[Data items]
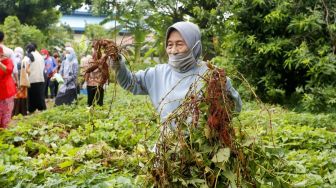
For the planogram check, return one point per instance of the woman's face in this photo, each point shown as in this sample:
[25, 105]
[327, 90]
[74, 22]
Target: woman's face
[176, 44]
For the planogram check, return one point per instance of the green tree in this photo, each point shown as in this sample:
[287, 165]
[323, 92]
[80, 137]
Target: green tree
[95, 31]
[286, 48]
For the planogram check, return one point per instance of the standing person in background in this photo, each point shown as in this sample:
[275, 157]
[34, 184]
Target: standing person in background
[20, 101]
[7, 89]
[94, 87]
[59, 63]
[10, 54]
[68, 91]
[36, 99]
[50, 69]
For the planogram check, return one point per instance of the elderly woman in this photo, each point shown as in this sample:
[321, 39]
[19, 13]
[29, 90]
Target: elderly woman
[7, 89]
[168, 84]
[67, 92]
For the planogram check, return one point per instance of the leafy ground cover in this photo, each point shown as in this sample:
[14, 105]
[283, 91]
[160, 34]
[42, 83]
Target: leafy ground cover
[72, 146]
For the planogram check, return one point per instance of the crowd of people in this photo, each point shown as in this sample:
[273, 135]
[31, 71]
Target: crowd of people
[30, 78]
[27, 78]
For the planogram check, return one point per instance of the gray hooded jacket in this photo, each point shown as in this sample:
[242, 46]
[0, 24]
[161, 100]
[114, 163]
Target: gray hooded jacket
[165, 86]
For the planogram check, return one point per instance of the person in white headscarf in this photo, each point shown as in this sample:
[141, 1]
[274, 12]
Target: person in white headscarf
[168, 84]
[21, 97]
[67, 92]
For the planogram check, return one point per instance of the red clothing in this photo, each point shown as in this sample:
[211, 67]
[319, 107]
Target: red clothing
[7, 85]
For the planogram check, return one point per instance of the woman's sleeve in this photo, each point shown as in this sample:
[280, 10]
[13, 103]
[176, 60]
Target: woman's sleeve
[133, 82]
[234, 95]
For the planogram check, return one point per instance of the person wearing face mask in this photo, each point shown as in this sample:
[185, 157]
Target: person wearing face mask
[50, 70]
[68, 91]
[168, 84]
[36, 98]
[20, 100]
[7, 89]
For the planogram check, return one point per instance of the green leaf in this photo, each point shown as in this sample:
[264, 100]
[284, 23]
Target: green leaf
[222, 155]
[66, 164]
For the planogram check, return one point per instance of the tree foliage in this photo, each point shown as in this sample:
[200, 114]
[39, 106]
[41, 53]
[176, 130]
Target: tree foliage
[286, 48]
[17, 34]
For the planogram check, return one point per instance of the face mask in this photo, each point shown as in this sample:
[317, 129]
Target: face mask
[183, 62]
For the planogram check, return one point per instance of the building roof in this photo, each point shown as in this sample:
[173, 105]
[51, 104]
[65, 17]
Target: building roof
[79, 19]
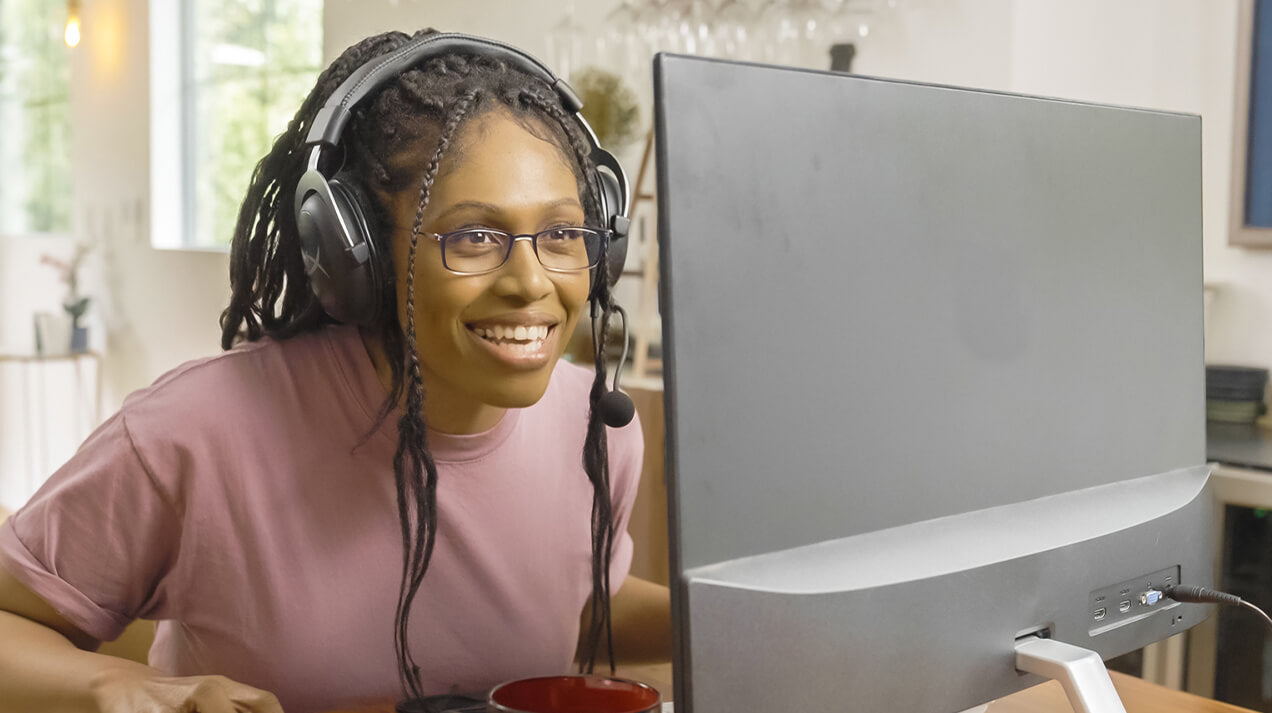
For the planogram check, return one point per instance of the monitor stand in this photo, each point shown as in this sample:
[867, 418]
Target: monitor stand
[1080, 670]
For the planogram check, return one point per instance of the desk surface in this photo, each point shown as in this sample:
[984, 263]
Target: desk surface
[1137, 695]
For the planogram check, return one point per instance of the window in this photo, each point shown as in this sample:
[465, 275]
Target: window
[237, 71]
[34, 116]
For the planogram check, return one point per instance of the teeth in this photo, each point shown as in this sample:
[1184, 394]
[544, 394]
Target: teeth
[520, 333]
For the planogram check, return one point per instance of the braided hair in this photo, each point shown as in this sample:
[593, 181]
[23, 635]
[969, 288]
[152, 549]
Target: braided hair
[271, 294]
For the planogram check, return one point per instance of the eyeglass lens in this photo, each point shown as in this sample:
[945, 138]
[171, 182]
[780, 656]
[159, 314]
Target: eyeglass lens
[482, 251]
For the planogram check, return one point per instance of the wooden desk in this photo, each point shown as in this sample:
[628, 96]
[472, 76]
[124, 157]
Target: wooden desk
[1137, 695]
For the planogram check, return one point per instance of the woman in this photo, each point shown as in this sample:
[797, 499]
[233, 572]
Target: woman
[324, 515]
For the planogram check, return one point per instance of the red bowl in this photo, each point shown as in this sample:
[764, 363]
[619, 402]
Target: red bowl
[574, 694]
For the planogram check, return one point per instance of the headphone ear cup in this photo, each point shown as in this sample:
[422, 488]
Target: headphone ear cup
[616, 252]
[340, 254]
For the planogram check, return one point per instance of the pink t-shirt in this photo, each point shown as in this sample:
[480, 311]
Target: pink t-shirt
[239, 502]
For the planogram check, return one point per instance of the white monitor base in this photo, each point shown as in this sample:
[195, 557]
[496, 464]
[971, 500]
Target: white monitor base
[1081, 672]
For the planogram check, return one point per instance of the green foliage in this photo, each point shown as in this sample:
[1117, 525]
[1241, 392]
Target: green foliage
[34, 109]
[609, 106]
[253, 62]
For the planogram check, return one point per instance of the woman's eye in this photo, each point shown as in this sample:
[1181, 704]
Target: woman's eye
[482, 238]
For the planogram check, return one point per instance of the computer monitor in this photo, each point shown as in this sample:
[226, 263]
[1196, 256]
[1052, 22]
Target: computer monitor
[934, 384]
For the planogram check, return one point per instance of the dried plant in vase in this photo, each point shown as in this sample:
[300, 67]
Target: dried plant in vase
[74, 303]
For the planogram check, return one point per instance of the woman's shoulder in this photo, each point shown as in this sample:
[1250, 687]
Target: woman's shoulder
[246, 378]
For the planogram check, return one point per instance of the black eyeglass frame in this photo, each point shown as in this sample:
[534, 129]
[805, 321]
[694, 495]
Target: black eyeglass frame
[534, 245]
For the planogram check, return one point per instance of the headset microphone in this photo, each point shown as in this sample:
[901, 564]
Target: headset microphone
[616, 407]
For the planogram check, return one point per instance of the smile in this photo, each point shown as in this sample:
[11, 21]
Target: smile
[523, 345]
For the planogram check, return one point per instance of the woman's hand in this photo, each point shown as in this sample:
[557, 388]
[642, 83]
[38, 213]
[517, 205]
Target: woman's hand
[141, 690]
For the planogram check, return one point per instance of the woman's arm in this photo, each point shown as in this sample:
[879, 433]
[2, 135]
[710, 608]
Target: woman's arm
[641, 615]
[48, 665]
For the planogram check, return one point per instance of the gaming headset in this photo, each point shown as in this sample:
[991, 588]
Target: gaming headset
[336, 243]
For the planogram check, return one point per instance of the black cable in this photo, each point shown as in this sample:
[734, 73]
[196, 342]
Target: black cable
[1193, 594]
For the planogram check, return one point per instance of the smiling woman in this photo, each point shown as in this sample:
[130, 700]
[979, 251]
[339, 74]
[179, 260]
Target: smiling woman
[389, 483]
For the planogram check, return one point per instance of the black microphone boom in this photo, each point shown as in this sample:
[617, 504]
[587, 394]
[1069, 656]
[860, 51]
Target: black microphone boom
[616, 407]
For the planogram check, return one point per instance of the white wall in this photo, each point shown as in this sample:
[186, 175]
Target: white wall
[160, 308]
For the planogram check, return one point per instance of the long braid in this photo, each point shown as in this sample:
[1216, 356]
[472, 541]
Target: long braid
[417, 502]
[595, 460]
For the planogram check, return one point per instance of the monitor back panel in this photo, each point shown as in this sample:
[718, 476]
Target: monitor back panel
[889, 301]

BRIEF:
Output every entry exactly as given; pictures are not part of the copy.

SOLUTION TO THIS PROBLEM:
For the planogram check, return one point per instance of the woman's face in this photo, each point shown as in this sample:
[25, 105]
[327, 90]
[74, 22]
Target: woman's face
[176, 44]
For the planogram check, return one point per instance of the green tree in this photo, each point shown as in this sample:
[287, 165]
[323, 92]
[80, 137]
Target: green tree
[95, 31]
[286, 48]
For the planogram check, return one point per instance of the standing person in background in this photo, each point shown as in this sample:
[275, 157]
[34, 184]
Target: standing person in background
[20, 101]
[7, 89]
[94, 87]
[59, 63]
[10, 54]
[68, 91]
[36, 99]
[50, 69]
For the planogram check, return one point per instance of the elderly woman in this photo, each point shown as in this sample:
[321, 39]
[19, 13]
[29, 90]
Target: elderly woman
[7, 89]
[168, 84]
[67, 92]
For the planogram check, return one point per instance of the leafy ground cover in this photo, each point shown as in this sample:
[14, 105]
[283, 91]
[160, 34]
[42, 83]
Target: leafy ground cover
[72, 146]
For the planogram check, return one point per instance of the crowd of people in this photo, each point shown as in this sample:
[273, 135]
[31, 71]
Target: crowd of people
[30, 78]
[27, 78]
For the planogram check, return one point per instance of the gray hooded jacket in this photo, each point shown as in this sample:
[242, 46]
[0, 24]
[161, 100]
[114, 163]
Target: gray hooded jacket
[165, 86]
For the planogram check, return one point per instance of the person in white headscarf in this photo, each point shown as in this sample:
[141, 1]
[274, 12]
Target: person in white headscarf
[168, 84]
[21, 97]
[67, 92]
For the planogram check, return one point per instance of the red clothing in this photo, each point shown as in this sample:
[211, 67]
[319, 107]
Target: red clothing
[7, 85]
For the planogram check, return one point per instance of the woman's sleeve in this photo, each point shown as in this sample:
[280, 10]
[13, 103]
[176, 60]
Target: woman's sleeve
[133, 82]
[234, 95]
For the planogram check, return one point per instance of the person wearing face mask in this photo, each point shown as in this sample:
[185, 157]
Target: person wearing face mask
[50, 70]
[68, 91]
[168, 84]
[36, 98]
[20, 100]
[7, 89]
For the planogram check, return one point per instance of the green leaf in this photo, each point shown as in this sample:
[264, 100]
[284, 23]
Target: green leaf
[222, 155]
[66, 164]
For the planogram check, return one point per instance of the tree foliage in this photo, each point shown as in this sample:
[200, 114]
[39, 106]
[41, 53]
[176, 130]
Target: tree foliage
[286, 48]
[17, 34]
For the planogram check, return one point per instance of the face mask in this photo, each point shown as in this sample:
[317, 129]
Target: face mask
[183, 62]
For the planogram check, return one point per instance of the building roof in this photo, each point shown as in this sample:
[173, 105]
[51, 104]
[65, 17]
Target: building roof
[79, 19]
For the planogram check, return one point per instance of the monitor stand in this photo, each point shown as in this sample:
[867, 418]
Target: monitor stand
[1080, 670]
For the planogram check, return one point per instance of the desk surface in this photo, each point shown as in this sample:
[984, 263]
Target: desk surface
[1137, 695]
For the planogram check, return one point per instance of the window in this photo, each point shown as in this sample:
[465, 275]
Target: window
[237, 71]
[34, 116]
For the planogram check, return one point per instance of the teeth in this photo, each point shown as in this sample:
[1184, 394]
[544, 394]
Target: teeth
[520, 333]
For the planogram check, return one point per instance of the braided hair in this photo, each point shown as in this sample:
[593, 181]
[23, 635]
[969, 288]
[152, 549]
Target: braided hair
[271, 294]
For the planogram check, return one point per instance of the eyeglass lens in this photo, each point shown as in this sample:
[945, 138]
[171, 182]
[780, 656]
[159, 314]
Target: eyeglass lens
[482, 251]
For the planogram check, return one point per instance of the wooden desk in this photo, each point shown as in this sample:
[628, 96]
[472, 76]
[124, 157]
Target: wooden desk
[1137, 695]
For the planogram check, return one point per instance of the woman in this photo, each point shown as in this sample:
[797, 499]
[233, 572]
Target: woman
[324, 515]
For the planogram check, return one point per instance of the red bowl in this photo, each point shown as in this sample:
[764, 363]
[619, 402]
Target: red bowl
[574, 694]
For the planogram check, return one point per instance of the headphone ear cup in this photo, each point shown as in this sample:
[422, 488]
Target: headphone ear cup
[616, 252]
[340, 254]
For the planogram check, return one point per instance of the pink t-shirt in this photo, each point shown as in this sample:
[480, 311]
Target: pink t-shirt
[239, 502]
For the planogram check, return one point per instance of the white monitor base in this photo, each point shown as in this sample:
[195, 557]
[496, 464]
[971, 500]
Target: white monitor base
[1081, 672]
For the planogram check, return one point per instance of the green foliage in this photo, each point shown as in this sample:
[1117, 525]
[1241, 392]
Target: green foliage
[34, 109]
[609, 106]
[253, 62]
For the planogram check, return one point per instance of the woman's eye in this photo, each point shown as in this sample:
[1181, 704]
Target: woman's eye
[482, 238]
For the planogram check, return one point per instance of the computer monitor in this photo, each point shown as in this sample:
[226, 263]
[1196, 256]
[1052, 22]
Target: computer monitor
[934, 384]
For the planogram check, return one point per instance of the dried plant in vase in this photo, each point shown as in this sample:
[300, 67]
Target: dried plant in vase
[74, 303]
For the planogram check, return one point per instance of the woman's shoulder in this photo, each point shown as in this sample:
[1250, 687]
Target: woman's shoulder
[246, 378]
For the planogram check, return one point per instance of the black eyeglass frame in this photo, each point shown as in this sample:
[534, 129]
[805, 321]
[694, 495]
Target: black eyeglass frame
[534, 245]
For the planogram check, return one point per instance of the headset microphone in this photo, each point shown as in this sample:
[901, 564]
Target: headset microphone
[616, 407]
For the planogram check, return one point per instance of the smile in this photo, each point shown as in this sample:
[11, 21]
Target: smile
[523, 345]
For the planogram check, return one point per instance of the woman's hand in this photo, each point shown as in this sample:
[557, 388]
[642, 83]
[38, 213]
[517, 205]
Target: woman's hand
[141, 690]
For the planogram check, return one point per instance of the woman's arm in this photo, each point shown as in this sample:
[879, 433]
[2, 135]
[710, 608]
Target: woman's arm
[641, 615]
[48, 665]
For the planogram check, return one point per instance of the gaming headset in this photo, each point shown as in this sample:
[991, 588]
Target: gaming headset
[336, 243]
For the planogram check, return one point per instance of the black cable in this photo, each point shown as in this sample:
[734, 73]
[196, 342]
Target: black cable
[1193, 594]
For the planogram check, return one point per instance of the smiling woman in this photo, each point shown as in this sample:
[130, 700]
[979, 251]
[339, 74]
[179, 260]
Target: smiling woman
[389, 483]
For the planogram check, return one point per instance of the black microphone boom in this photo, each point shown as in this sample:
[617, 504]
[587, 394]
[1069, 656]
[860, 51]
Target: black microphone boom
[616, 407]
For the planogram check, return one point per instance of the white wall in this photo, each point shown as in this sample:
[186, 175]
Target: white wall
[160, 308]
For the planogram check, return one point per instance of the long braid in this photo, each point shown as in this sample:
[1216, 356]
[472, 541]
Target: long braid
[417, 502]
[595, 460]
For the planogram check, return one point per instance of the monitor back panel in this photo, each point shown as in this sample:
[718, 476]
Target: monitor back panel
[889, 301]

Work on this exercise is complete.